### Source document:
* start *

THE 48 LAWS OF POWER

The authors have created a sort of anti-Book of Virtues in this encyclopedic compendium of the ways and means of power.

Everyone wants power and everyone is in a constant duplicitous game to gain more power at the expense of others, according to Greene, a screenwriter and former editor at Esquire (Elffers, a book packager, designed the volume, with its attractive marginalia). We live today as courtiers once did in royal courts: we must appear civil while attempting to crush all those around us. This power game can be played well or poorly, and in these 48 laws culled from the history and wisdom of the world’s greatest power players are the rules that must be followed to win. These laws boil down to being as ruthless, selfish, manipulative, and deceitful as possible. Each law, however, gets its own chapter: “Conceal Your Intentions,” “Always Say Less Than Necessary,” “Pose as a Friend, Work as a Spy,” and so on. Each chapter is conveniently broken down into sections on what happened to those who transgressed or observed the particular law, the key elements in this law, and ways to defensively reverse this law when it’s used against you. Quotations in the margins amplify the lesson being taught. While compelling in the way an auto accident might be, the book is simply nonsense. Rules often contradict each other. We are told, for instance, to “be conspicuous at all cost,” then told to “behave like others.” More seriously, Greene never really defines “power,” and he merely asserts, rather than offers evidence for, the Hobbesian world of all against all in which he insists we live. The world may be like this at times, but often it isn’t. To ask why this is so would be a far more useful project.

* end *

### Collected data:
* start *

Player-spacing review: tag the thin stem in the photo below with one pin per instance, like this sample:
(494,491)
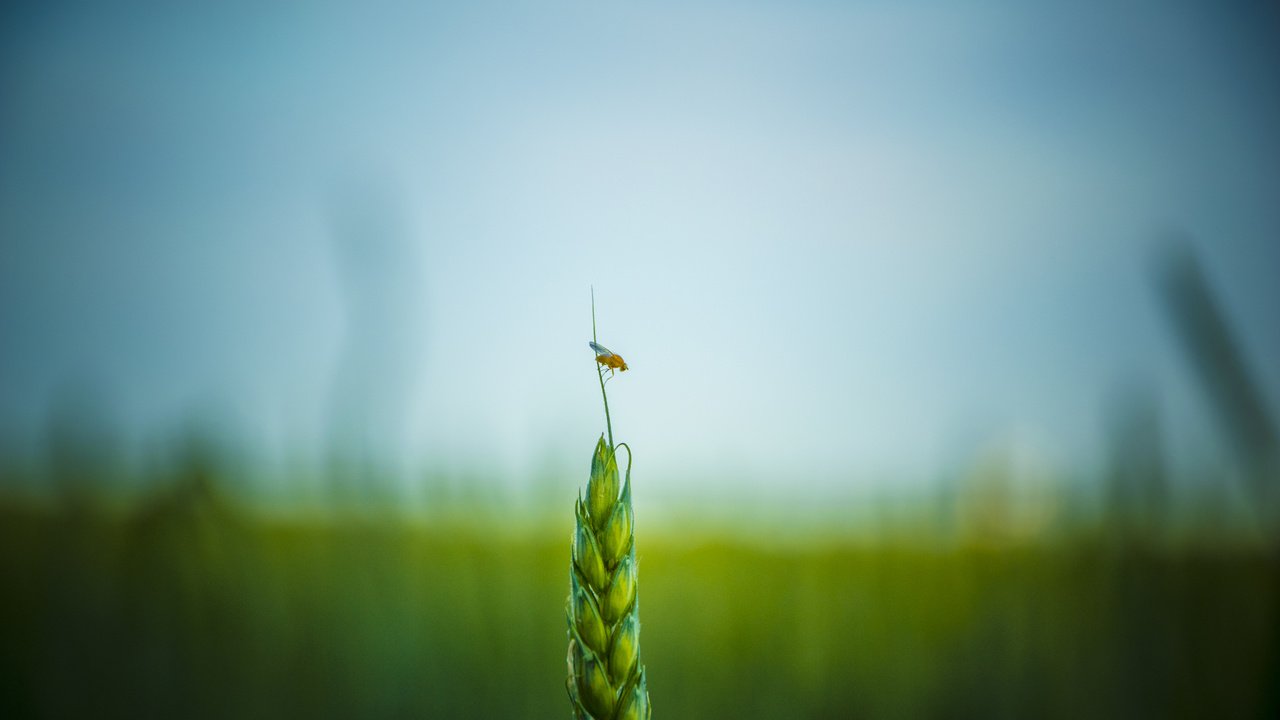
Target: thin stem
(599,374)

* end *

### Work to do:
Copy out the review of The 48 Laws of Power above word for word, from its title through its final sentence.

### Full answer:
THE 48 LAWS OF POWER

The authors have created a sort of anti-Book of Virtues in this encyclopedic compendium of the ways and means of power.

Everyone wants power and everyone is in a constant duplicitous game to gain more power at the expense of others, according to Greene, a screenwriter and former editor at Esquire (Elffers, a book packager, designed the volume, with its attractive marginalia). We live today as courtiers once did in royal courts: we must appear civil while attempting to crush all those around us. This power game can be played well or poorly, and in these 48 laws culled from the history and wisdom of the world’s greatest power players are the rules that must be followed to win. These laws boil down to being as ruthless, selfish, manipulative, and deceitful as possible. Each law, however, gets its own chapter: “Conceal Your Intentions,” “Always Say Less Than Necessary,” “Pose as a Friend, Work as a Spy,” and so on. Each chapter is conveniently broken down into sections on what happened to those who transgressed or observed the particular law, the key elements in this law, and ways to defensively reverse this law when it’s used against you. Quotations in the margins amplify the lesson being taught. While compelling in the way an auto accident might be, the book is simply nonsense. Rules often contradict each other. We are told, for instance, to “be conspicuous at all cost,” then told to “behave like others.” More seriously, Greene never really defines “power,” and he merely asserts, rather than offers evidence for, the Hobbesian world of all against all in which he insists we live. The world may be like this at times, but often it isn’t. To ask why this is so would be a far more useful project.